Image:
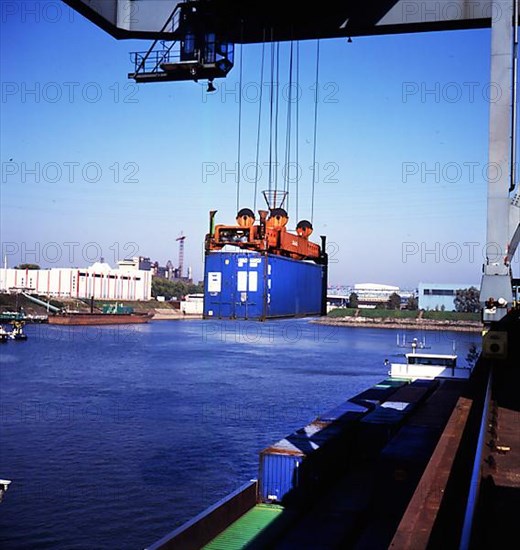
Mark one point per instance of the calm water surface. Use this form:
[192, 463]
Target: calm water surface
[114, 436]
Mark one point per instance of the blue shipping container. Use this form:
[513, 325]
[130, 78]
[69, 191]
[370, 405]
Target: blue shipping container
[283, 465]
[250, 285]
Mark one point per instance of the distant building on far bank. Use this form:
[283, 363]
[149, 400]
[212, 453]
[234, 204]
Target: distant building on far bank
[100, 280]
[440, 296]
[371, 295]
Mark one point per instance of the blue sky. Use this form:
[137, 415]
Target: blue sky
[93, 159]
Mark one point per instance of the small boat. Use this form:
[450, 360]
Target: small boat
[17, 333]
[415, 343]
[428, 366]
[4, 485]
[115, 314]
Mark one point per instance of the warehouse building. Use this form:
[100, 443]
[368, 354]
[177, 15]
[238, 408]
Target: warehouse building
[100, 281]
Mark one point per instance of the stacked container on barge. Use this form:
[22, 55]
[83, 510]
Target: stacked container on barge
[263, 271]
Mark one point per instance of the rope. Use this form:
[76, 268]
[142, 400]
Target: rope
[315, 129]
[287, 166]
[239, 127]
[257, 159]
[276, 115]
[271, 103]
[297, 125]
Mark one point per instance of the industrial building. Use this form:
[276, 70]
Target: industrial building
[440, 296]
[371, 295]
[128, 282]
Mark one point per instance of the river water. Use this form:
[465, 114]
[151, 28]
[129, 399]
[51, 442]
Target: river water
[114, 436]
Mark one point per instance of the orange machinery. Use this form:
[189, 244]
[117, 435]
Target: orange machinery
[269, 235]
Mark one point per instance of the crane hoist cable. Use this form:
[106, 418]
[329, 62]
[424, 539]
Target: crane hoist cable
[239, 146]
[287, 161]
[315, 128]
[271, 116]
[277, 98]
[257, 159]
[297, 125]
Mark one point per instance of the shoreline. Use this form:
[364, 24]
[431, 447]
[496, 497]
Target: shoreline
[417, 324]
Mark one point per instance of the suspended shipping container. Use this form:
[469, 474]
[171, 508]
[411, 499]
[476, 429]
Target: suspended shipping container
[255, 285]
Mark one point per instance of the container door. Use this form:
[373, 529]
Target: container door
[219, 287]
[249, 287]
[234, 286]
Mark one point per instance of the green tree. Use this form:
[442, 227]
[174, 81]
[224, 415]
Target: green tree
[394, 301]
[467, 300]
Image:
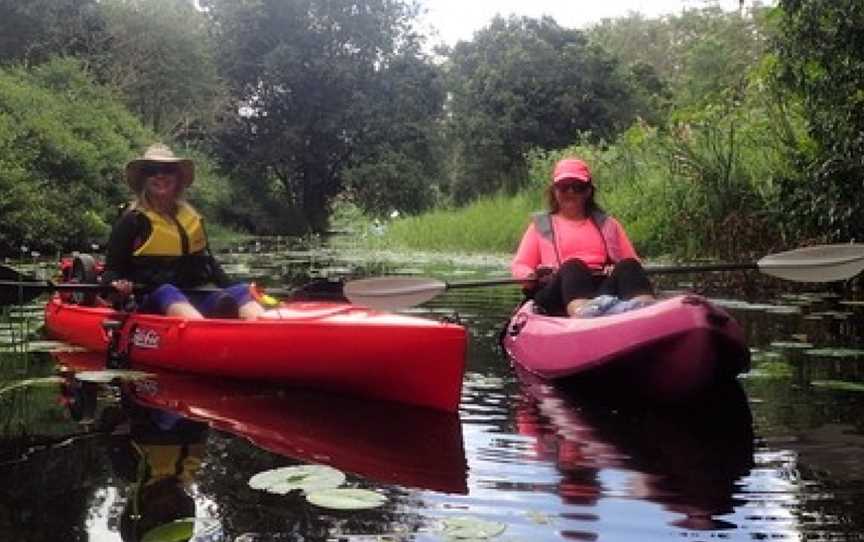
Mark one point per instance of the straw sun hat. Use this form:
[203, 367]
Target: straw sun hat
[158, 154]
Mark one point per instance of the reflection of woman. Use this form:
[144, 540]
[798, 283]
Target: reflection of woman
[159, 456]
[687, 459]
[160, 241]
[576, 251]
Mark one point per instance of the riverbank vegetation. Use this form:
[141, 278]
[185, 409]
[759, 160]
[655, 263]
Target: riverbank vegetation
[711, 133]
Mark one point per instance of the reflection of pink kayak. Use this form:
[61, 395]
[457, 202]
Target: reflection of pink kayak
[326, 346]
[666, 351]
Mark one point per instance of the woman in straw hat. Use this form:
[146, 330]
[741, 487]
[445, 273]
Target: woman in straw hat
[160, 241]
[575, 252]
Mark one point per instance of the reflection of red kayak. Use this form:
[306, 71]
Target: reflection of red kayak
[670, 350]
[404, 445]
[326, 346]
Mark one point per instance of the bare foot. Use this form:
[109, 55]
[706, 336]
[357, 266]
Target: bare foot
[573, 308]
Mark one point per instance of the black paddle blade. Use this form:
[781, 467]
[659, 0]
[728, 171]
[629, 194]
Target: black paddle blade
[17, 294]
[319, 290]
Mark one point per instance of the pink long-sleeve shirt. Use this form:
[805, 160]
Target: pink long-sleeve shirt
[574, 239]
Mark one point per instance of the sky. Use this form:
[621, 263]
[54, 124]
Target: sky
[458, 19]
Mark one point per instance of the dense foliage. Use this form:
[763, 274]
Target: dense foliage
[326, 97]
[522, 84]
[59, 168]
[821, 53]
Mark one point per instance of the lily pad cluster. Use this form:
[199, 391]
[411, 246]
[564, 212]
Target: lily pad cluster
[320, 484]
[471, 528]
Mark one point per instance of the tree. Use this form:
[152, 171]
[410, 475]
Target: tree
[525, 83]
[821, 51]
[703, 54]
[60, 171]
[322, 92]
[160, 58]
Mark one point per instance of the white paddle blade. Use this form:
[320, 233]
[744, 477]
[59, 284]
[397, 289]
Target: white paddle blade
[393, 293]
[819, 263]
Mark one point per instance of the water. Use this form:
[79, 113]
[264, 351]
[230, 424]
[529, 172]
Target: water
[775, 457]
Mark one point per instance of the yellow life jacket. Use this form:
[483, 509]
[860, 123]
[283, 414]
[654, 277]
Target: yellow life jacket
[178, 237]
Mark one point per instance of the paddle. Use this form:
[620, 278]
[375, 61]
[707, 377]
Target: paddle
[820, 263]
[16, 288]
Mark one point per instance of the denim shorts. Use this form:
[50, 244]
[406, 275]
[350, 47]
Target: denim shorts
[158, 301]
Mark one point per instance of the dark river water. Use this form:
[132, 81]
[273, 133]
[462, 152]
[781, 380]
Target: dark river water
[776, 457]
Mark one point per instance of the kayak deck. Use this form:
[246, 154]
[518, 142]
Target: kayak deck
[327, 346]
[668, 350]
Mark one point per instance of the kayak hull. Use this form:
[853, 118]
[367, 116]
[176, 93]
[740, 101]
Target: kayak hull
[381, 441]
[670, 350]
[335, 347]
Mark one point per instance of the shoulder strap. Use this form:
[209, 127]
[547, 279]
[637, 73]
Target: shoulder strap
[599, 219]
[543, 225]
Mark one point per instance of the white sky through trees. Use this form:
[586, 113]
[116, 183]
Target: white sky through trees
[456, 20]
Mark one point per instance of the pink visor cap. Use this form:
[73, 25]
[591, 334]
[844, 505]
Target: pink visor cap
[571, 168]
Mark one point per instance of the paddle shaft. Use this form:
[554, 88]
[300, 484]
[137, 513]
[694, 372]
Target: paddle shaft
[651, 270]
[47, 286]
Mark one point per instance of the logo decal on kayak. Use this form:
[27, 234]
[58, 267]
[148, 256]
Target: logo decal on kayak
[145, 338]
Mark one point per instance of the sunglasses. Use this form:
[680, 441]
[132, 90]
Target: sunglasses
[577, 187]
[152, 170]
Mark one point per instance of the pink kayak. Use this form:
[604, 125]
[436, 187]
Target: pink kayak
[667, 351]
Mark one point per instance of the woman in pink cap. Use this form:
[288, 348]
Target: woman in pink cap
[576, 253]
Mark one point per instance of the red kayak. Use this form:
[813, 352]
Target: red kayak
[320, 345]
[394, 444]
[667, 351]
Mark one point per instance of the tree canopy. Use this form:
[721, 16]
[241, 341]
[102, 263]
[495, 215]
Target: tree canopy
[319, 91]
[527, 83]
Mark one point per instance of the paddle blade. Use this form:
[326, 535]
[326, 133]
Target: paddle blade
[393, 293]
[819, 263]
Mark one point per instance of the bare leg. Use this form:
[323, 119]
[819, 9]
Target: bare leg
[251, 310]
[183, 310]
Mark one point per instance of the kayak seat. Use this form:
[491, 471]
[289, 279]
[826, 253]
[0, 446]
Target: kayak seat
[83, 272]
[224, 307]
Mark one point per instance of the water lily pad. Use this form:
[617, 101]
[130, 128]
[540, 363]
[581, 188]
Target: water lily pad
[764, 355]
[839, 385]
[791, 345]
[784, 310]
[32, 382]
[771, 369]
[836, 352]
[346, 499]
[175, 531]
[461, 528]
[109, 375]
[306, 478]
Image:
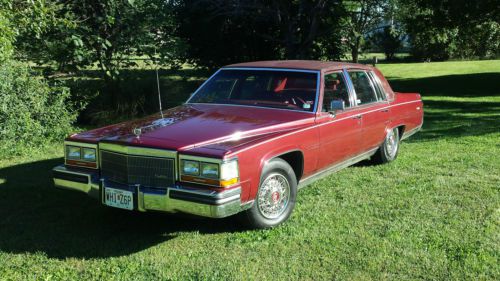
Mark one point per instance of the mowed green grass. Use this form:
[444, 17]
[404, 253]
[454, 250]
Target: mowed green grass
[432, 214]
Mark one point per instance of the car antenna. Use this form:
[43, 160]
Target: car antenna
[158, 85]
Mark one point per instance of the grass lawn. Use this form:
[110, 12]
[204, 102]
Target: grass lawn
[434, 213]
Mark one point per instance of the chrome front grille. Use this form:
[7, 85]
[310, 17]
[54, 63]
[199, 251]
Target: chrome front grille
[134, 169]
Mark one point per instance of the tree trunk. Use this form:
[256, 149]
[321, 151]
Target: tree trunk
[355, 50]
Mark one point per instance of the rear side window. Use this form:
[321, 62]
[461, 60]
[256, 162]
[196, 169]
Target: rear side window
[365, 93]
[335, 89]
[381, 95]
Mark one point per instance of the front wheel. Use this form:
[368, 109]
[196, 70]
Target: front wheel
[389, 149]
[275, 198]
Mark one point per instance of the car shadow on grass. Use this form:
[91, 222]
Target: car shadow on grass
[37, 217]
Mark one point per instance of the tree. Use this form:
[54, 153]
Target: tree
[363, 17]
[390, 39]
[441, 29]
[227, 31]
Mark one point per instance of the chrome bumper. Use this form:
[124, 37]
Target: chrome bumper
[201, 202]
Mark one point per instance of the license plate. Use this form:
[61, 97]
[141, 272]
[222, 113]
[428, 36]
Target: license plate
[119, 198]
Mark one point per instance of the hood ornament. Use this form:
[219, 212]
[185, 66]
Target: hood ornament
[137, 132]
[162, 122]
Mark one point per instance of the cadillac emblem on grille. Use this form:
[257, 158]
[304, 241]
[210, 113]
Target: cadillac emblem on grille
[135, 169]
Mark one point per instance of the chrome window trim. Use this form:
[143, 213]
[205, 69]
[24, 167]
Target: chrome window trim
[356, 104]
[81, 145]
[318, 77]
[346, 83]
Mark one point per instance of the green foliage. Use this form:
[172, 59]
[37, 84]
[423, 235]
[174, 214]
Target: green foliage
[361, 17]
[32, 112]
[6, 34]
[390, 40]
[224, 32]
[440, 29]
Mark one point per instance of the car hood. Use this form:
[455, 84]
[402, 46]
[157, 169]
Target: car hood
[200, 125]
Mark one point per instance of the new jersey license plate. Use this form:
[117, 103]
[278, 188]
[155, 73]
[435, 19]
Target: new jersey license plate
[119, 198]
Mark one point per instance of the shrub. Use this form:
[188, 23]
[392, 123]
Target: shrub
[32, 112]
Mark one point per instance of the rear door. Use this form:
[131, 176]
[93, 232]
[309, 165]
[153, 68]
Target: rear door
[373, 107]
[340, 133]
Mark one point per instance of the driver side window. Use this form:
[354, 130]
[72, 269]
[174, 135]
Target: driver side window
[335, 89]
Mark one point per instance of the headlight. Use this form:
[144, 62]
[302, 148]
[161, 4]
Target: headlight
[81, 154]
[190, 167]
[210, 170]
[88, 154]
[73, 152]
[229, 170]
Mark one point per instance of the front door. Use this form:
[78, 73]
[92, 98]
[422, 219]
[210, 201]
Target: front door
[340, 133]
[372, 107]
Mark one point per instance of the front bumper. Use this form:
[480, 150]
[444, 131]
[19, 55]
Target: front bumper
[196, 201]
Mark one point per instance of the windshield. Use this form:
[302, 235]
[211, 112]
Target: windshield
[264, 88]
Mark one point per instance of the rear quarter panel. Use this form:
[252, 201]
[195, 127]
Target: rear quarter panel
[407, 110]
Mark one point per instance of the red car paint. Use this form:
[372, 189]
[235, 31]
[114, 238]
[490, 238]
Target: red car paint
[256, 135]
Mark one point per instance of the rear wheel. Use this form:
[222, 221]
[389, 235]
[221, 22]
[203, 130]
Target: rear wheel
[389, 149]
[275, 198]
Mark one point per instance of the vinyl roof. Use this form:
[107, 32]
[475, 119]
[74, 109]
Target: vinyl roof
[301, 64]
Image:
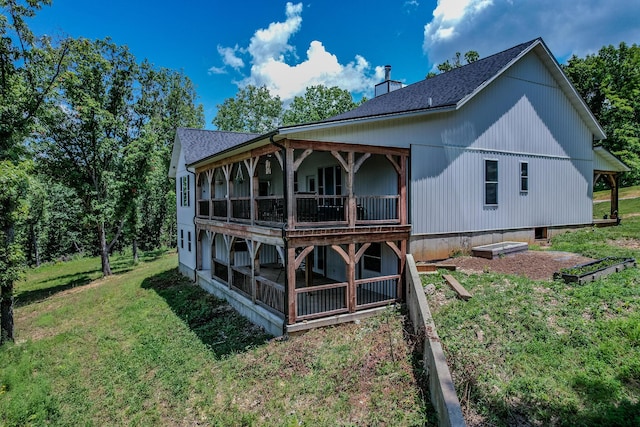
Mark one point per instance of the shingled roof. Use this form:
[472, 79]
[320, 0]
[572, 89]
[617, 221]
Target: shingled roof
[444, 90]
[198, 144]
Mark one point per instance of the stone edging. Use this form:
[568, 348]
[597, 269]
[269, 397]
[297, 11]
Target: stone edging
[441, 388]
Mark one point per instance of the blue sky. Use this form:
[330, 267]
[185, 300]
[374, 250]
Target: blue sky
[287, 46]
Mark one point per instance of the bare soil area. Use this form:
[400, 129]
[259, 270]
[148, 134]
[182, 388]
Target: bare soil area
[536, 265]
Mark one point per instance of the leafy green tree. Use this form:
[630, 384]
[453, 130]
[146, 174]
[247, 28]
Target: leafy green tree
[318, 103]
[13, 186]
[90, 145]
[168, 100]
[609, 82]
[29, 70]
[252, 110]
[469, 57]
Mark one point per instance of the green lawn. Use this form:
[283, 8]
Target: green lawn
[146, 347]
[548, 353]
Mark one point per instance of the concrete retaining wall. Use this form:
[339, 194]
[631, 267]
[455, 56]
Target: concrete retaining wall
[441, 388]
[257, 315]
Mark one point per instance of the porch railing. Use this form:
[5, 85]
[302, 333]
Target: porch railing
[270, 208]
[242, 280]
[378, 209]
[321, 301]
[313, 208]
[376, 291]
[241, 208]
[204, 208]
[219, 208]
[310, 209]
[220, 270]
[270, 294]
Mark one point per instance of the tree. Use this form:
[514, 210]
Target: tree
[252, 110]
[29, 71]
[167, 101]
[318, 103]
[13, 186]
[609, 82]
[90, 144]
[470, 56]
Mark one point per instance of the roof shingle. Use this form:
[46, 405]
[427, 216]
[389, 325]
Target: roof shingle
[444, 90]
[198, 144]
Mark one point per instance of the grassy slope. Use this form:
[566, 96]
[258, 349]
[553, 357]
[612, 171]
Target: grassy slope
[547, 352]
[145, 347]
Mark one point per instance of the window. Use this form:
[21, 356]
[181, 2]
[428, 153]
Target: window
[184, 190]
[490, 182]
[524, 177]
[372, 258]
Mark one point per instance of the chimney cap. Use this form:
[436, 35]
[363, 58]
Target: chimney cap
[387, 72]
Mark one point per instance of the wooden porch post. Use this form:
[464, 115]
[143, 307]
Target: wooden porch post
[289, 196]
[252, 167]
[198, 194]
[291, 284]
[254, 251]
[198, 248]
[402, 190]
[351, 277]
[226, 169]
[613, 180]
[228, 240]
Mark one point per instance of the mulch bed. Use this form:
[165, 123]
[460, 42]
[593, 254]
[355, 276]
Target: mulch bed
[536, 265]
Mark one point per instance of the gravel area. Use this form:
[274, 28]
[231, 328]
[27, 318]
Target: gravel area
[536, 265]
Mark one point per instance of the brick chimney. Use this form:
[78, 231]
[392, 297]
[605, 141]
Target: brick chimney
[387, 85]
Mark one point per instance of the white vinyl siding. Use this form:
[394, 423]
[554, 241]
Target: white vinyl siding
[490, 182]
[524, 177]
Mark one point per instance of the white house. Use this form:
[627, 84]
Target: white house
[314, 221]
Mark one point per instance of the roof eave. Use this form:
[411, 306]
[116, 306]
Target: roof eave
[360, 120]
[565, 84]
[234, 150]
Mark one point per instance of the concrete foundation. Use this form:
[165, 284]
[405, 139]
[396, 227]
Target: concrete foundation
[434, 247]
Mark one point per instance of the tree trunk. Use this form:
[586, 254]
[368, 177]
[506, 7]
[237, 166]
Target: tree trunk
[34, 243]
[104, 251]
[135, 251]
[6, 296]
[6, 313]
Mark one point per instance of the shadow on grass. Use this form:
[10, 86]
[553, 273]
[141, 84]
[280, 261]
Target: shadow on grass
[215, 322]
[600, 405]
[29, 297]
[416, 343]
[74, 280]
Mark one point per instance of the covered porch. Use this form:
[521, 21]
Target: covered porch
[306, 279]
[607, 168]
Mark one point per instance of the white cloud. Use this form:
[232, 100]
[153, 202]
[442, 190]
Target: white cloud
[229, 56]
[274, 63]
[489, 26]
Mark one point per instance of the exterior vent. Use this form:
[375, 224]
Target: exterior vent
[387, 85]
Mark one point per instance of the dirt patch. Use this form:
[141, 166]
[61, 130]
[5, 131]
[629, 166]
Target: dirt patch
[625, 243]
[536, 265]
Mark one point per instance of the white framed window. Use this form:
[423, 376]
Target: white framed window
[372, 258]
[524, 177]
[490, 182]
[185, 199]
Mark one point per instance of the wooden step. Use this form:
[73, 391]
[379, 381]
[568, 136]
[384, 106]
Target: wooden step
[456, 286]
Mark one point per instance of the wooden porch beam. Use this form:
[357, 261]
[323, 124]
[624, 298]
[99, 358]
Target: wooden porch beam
[345, 147]
[361, 252]
[360, 161]
[299, 160]
[302, 256]
[341, 252]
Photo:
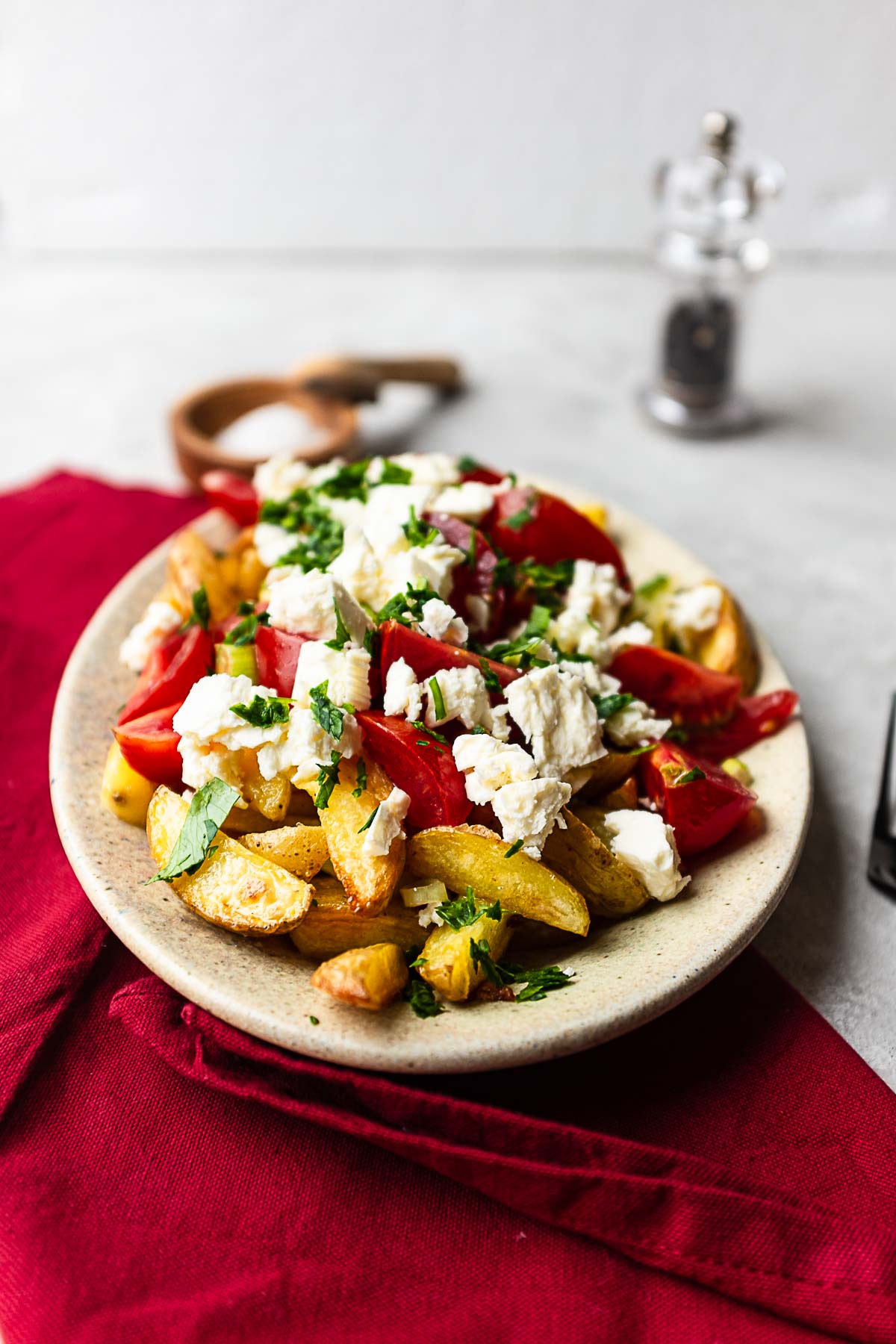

+ + +

* _PROBLEM DESCRIPTION_
Look above for the line holding "Target: license plate" and the line holding "Mark one point per instance of the car hood.", then output exactly those two lines and every line between them, nothing more.

* _RESPONSE AREA_
Target: license plate
[119, 198]
Mark one point per instance of the hood ornament. Use this form:
[219, 212]
[185, 66]
Target: hood ornament
[137, 132]
[162, 122]
Mark one point per instance of the cadillac emblem on grille. Use this form:
[257, 158]
[304, 241]
[210, 113]
Target: cadillac emblem on grille
[135, 169]
Mark one point per instance of the chrome window trim. Use this form:
[143, 213]
[205, 69]
[24, 167]
Target: chrome window trim
[356, 104]
[81, 145]
[318, 77]
[346, 83]
Mark one point per instance of the green foliage. Use this form:
[172, 59]
[37, 84]
[423, 235]
[174, 214]
Target: green foliage
[361, 17]
[32, 112]
[6, 34]
[390, 40]
[224, 32]
[440, 29]
Mark one point per instance of the car hood. Use this form:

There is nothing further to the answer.